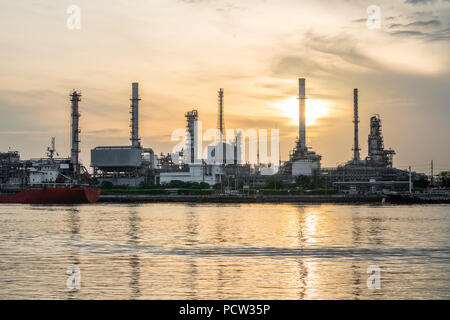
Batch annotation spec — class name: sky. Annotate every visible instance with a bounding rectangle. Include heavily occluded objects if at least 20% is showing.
[0,0,450,172]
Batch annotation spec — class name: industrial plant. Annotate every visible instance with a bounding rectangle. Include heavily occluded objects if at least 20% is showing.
[86,78,428,193]
[0,78,442,200]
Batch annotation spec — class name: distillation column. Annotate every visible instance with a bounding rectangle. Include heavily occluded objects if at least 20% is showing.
[298,78,306,152]
[70,90,81,178]
[130,82,141,148]
[353,88,361,162]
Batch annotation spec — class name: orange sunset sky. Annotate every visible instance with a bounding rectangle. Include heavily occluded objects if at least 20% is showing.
[0,0,450,172]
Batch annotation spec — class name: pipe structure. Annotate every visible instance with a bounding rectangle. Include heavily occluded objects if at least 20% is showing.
[70,90,81,177]
[298,78,306,151]
[130,82,141,148]
[353,88,361,162]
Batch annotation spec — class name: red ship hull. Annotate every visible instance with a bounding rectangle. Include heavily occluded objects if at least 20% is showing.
[0,187,101,204]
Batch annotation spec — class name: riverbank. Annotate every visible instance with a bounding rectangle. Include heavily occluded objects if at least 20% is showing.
[98,194,450,204]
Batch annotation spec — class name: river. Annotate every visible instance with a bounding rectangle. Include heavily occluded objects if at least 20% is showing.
[0,203,450,299]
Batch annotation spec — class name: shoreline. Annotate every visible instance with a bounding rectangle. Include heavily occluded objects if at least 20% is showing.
[98,194,450,204]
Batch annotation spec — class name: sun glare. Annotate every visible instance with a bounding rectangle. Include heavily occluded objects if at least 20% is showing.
[274,98,329,126]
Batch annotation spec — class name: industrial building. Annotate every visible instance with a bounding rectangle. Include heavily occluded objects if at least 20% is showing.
[86,78,428,192]
[277,78,322,183]
[91,82,157,186]
[321,88,418,193]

━━━━

• _Given task_: Extract every line of the records above verbatim, leaving out the pictures.

• _Result below_:
Batch annotation spec — class name: sky. Annotate every visible instance with a bounding rectangle. Include heavily occluded objects if at least 20% is showing.
[0,0,450,172]
Batch annotation spec — class name: industrial plant. Annotate every visible instance with a bounding rectangle. Include heavily occluded objects if at least 20% is showing.
[86,78,428,193]
[0,78,442,200]
Batch annotation spec — class name: distillation column. Annotate every visible instance with a bounding rectangle. Include heavily occluded objects if at least 20% is showing.
[298,78,306,152]
[70,90,81,178]
[130,82,141,148]
[353,88,361,162]
Batch annotation spec — class name: orange sunset sky. Annotate every visible instance with a bounding rectangle. Include heavily occluded objects if at least 20% is showing.
[0,0,450,172]
Batch annotation spec — class name: pipe structure. Annotate every visible instance with a bounding rectangle. Include heavily occluded objects if at least 20% is showing.
[70,90,81,177]
[298,78,306,151]
[130,82,141,148]
[353,88,361,162]
Batch annotation spec — class name: red ship hull. Annotate every visible instance with a bounding rectangle. Include heavily occluded objects if at least 20% is showing.
[0,187,101,204]
Batch annotation spec — class name: riverbank. Annotate every visible instance with a bounding rectangle. Include heavily occluded objects if at least 20% is showing.
[98,194,450,204]
Batch annotation spec — class name: river. Annotate every visible instance with a bounding rectangle. Include heavily occluded objects if at least 20% is showing.
[0,203,450,299]
Batch annotation spec — class name: shoreline. Annotate every visible instance with a bounding rectangle. Include heavily occluded objects if at least 20% is showing.
[98,194,450,204]
Batch annotation spec — class name: sun glare. Annotate every visible instance with a bounding rectangle. Include heavily occluded objects if at least 20% is showing.
[274,98,329,126]
Batch annotation spec — class name: industrial building. Annotate every visible instance with a bounding rectangle. Include heavily occluded objects if at least 20% is showing.
[86,78,428,192]
[277,78,322,183]
[91,82,157,186]
[321,88,418,193]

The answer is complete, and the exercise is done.